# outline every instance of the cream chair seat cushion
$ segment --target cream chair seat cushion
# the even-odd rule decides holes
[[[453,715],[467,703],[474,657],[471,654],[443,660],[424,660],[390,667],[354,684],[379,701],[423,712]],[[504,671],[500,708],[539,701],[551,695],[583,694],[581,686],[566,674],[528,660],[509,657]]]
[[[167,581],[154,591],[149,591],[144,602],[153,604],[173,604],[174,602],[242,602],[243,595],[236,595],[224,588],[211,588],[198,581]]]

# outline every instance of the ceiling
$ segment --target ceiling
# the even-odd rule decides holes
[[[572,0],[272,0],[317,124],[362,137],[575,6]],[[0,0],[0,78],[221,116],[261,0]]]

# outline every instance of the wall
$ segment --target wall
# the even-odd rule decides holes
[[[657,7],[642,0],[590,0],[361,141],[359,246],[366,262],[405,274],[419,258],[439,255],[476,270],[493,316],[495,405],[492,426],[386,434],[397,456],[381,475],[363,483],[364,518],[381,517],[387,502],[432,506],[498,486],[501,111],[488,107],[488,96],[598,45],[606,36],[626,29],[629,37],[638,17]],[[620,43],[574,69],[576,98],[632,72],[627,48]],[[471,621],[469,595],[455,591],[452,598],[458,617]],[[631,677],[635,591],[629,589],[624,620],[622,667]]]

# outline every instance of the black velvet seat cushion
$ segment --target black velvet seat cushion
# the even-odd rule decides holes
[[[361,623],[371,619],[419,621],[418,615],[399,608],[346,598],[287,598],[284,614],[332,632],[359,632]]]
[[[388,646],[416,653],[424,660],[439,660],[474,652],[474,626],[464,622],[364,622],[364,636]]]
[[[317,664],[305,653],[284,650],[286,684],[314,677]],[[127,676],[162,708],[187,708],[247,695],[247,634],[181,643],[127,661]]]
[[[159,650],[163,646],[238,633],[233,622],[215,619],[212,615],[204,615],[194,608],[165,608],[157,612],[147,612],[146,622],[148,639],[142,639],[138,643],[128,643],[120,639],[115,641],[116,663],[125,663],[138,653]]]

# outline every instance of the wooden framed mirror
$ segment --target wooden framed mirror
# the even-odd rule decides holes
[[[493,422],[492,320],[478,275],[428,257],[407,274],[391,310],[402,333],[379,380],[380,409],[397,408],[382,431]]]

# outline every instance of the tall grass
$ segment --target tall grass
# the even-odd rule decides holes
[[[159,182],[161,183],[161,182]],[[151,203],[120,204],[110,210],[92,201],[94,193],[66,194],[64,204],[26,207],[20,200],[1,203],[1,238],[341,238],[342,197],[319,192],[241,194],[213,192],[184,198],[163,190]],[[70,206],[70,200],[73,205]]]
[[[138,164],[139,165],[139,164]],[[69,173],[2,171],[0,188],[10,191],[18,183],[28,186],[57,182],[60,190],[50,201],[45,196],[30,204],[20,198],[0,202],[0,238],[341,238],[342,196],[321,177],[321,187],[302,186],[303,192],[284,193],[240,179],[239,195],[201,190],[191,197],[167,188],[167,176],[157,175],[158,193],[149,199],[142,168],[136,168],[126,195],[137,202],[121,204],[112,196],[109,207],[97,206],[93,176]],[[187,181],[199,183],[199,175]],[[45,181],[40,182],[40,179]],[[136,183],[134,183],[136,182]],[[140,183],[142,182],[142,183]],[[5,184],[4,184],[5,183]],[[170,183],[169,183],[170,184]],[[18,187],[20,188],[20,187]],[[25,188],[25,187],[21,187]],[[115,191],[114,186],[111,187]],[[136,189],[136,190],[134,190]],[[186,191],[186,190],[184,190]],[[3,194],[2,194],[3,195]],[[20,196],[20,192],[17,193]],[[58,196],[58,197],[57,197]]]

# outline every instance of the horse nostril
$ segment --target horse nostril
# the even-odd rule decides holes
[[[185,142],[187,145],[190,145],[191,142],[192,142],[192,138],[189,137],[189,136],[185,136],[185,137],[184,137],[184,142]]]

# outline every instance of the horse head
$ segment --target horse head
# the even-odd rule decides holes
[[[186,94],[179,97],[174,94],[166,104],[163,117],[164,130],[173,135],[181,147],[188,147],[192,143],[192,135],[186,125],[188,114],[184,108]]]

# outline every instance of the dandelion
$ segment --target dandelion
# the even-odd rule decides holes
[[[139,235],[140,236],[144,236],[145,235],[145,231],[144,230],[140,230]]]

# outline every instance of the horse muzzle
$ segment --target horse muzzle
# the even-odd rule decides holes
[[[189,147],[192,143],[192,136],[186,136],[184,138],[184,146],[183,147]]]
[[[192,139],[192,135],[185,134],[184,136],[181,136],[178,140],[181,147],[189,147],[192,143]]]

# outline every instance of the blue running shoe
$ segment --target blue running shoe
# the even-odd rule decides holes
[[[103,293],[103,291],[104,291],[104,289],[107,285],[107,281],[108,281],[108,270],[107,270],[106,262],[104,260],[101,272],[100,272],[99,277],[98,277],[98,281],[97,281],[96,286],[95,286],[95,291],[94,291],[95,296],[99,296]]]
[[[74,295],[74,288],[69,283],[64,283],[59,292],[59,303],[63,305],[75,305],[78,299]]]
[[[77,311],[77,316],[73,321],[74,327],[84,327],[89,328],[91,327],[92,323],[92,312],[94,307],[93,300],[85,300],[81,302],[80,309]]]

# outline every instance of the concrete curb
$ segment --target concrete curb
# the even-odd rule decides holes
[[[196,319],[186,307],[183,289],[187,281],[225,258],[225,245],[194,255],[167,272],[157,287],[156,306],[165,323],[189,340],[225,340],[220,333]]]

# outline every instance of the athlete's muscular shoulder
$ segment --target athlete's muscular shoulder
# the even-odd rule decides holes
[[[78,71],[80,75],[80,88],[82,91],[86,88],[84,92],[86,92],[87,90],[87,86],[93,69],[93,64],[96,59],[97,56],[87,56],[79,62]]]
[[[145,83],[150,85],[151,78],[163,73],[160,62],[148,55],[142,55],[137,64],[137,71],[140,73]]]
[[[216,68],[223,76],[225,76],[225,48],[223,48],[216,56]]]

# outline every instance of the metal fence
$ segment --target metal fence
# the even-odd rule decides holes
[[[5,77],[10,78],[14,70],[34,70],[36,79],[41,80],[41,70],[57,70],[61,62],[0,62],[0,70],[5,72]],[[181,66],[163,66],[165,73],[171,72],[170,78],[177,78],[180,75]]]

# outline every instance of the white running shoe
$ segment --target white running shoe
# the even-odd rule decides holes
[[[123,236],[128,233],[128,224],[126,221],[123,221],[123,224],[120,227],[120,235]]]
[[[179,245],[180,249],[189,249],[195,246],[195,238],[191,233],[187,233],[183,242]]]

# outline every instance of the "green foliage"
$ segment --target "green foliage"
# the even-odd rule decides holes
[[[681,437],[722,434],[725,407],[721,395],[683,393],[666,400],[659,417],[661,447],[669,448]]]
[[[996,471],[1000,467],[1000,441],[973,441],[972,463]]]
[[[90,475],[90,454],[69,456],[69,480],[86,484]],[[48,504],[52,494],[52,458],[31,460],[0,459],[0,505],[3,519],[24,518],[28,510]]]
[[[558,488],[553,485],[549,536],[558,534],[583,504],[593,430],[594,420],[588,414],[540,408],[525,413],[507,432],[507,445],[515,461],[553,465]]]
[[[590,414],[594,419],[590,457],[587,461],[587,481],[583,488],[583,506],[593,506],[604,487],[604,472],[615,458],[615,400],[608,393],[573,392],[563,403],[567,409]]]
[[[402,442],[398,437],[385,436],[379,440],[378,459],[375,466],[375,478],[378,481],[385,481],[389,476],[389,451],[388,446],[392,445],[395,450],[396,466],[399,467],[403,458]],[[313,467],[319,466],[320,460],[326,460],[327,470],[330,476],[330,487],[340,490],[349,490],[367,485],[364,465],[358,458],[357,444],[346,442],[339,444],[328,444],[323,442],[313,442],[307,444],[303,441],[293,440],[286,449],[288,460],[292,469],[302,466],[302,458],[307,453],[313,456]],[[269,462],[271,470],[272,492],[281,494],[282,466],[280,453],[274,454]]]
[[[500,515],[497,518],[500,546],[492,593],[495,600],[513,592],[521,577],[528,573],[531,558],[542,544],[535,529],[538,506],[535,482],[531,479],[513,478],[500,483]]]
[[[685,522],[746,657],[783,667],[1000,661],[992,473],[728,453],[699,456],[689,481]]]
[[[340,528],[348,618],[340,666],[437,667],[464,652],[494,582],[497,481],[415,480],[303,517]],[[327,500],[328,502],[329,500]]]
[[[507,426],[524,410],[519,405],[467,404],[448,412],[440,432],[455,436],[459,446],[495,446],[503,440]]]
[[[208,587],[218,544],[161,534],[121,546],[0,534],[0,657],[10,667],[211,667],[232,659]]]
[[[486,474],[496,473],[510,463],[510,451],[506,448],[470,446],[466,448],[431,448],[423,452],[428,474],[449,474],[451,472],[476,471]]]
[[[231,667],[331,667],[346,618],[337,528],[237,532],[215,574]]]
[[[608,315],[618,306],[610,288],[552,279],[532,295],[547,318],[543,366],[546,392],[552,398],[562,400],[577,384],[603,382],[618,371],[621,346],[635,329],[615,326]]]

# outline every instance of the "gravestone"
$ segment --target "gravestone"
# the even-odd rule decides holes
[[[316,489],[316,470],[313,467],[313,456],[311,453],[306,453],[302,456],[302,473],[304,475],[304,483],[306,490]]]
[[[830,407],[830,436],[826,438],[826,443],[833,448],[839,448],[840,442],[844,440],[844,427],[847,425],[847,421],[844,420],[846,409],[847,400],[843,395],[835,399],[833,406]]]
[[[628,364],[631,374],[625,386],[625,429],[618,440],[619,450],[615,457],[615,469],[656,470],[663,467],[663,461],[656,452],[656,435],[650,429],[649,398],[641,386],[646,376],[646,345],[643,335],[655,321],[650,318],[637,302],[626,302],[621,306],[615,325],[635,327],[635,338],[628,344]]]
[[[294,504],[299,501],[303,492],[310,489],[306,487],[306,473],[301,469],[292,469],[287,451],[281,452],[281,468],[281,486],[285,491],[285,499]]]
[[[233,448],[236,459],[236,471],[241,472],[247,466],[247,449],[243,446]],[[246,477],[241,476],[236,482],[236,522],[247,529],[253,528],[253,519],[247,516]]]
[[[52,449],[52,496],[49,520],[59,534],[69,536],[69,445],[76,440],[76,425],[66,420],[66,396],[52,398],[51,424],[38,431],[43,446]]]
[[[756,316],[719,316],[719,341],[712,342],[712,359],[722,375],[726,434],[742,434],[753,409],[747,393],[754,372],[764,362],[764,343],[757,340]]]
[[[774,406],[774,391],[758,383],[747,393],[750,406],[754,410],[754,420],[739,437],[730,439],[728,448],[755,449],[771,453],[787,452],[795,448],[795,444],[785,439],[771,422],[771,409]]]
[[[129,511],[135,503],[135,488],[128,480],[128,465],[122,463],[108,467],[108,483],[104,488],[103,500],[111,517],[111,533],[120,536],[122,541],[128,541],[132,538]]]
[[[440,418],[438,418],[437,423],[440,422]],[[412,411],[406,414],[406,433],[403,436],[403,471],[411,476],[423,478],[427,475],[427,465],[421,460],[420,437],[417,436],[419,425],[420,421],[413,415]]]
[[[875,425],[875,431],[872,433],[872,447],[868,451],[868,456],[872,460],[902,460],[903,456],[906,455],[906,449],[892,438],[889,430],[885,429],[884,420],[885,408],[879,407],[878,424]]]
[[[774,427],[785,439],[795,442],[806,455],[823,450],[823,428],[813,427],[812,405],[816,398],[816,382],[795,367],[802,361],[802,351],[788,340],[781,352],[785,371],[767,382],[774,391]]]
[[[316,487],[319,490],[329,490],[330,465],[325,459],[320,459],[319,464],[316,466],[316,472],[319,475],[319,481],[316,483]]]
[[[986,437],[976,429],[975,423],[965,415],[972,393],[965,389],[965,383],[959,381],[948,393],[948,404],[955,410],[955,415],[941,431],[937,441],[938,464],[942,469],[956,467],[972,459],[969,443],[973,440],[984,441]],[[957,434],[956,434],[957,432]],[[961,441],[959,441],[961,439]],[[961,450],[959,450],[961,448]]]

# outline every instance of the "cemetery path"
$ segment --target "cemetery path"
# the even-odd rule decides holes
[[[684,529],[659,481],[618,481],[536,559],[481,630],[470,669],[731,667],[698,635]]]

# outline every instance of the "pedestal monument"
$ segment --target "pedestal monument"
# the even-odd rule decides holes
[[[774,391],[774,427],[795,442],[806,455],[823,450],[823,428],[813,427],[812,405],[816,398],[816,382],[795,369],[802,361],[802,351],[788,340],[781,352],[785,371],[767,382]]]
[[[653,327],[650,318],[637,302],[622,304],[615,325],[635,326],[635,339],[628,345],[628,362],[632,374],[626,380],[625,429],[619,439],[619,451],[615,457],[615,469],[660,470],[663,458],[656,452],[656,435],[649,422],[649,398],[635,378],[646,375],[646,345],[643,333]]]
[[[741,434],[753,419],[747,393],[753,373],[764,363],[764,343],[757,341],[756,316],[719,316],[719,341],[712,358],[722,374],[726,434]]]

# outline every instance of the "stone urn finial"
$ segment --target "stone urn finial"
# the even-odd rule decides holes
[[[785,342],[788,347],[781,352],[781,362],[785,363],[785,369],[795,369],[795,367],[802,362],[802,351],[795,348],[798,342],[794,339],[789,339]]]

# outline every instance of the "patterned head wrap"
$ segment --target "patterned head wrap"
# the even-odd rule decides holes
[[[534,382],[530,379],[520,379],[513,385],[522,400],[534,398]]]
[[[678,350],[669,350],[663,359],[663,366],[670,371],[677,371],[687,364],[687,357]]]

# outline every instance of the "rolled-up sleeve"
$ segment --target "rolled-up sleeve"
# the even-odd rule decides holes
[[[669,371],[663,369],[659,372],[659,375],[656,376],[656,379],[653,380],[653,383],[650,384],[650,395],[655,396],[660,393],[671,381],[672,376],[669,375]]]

▸ **What the exercise asks**
Extract from the listing above the lines between the line containing "--target concrete curb" and the line containing "--target athlete's muscular shoulder", keeping both of those lines. Output nothing else.

▸ **Answer to this task**
$ segment --target concrete curb
# the even-odd rule decides holes
[[[196,319],[186,307],[183,289],[187,281],[225,258],[225,245],[194,255],[167,272],[157,287],[156,306],[165,323],[189,340],[225,340],[220,333]]]

# outline every instance of the athlete's muscular shoulder
$ segment --target athlete's muscular shoulder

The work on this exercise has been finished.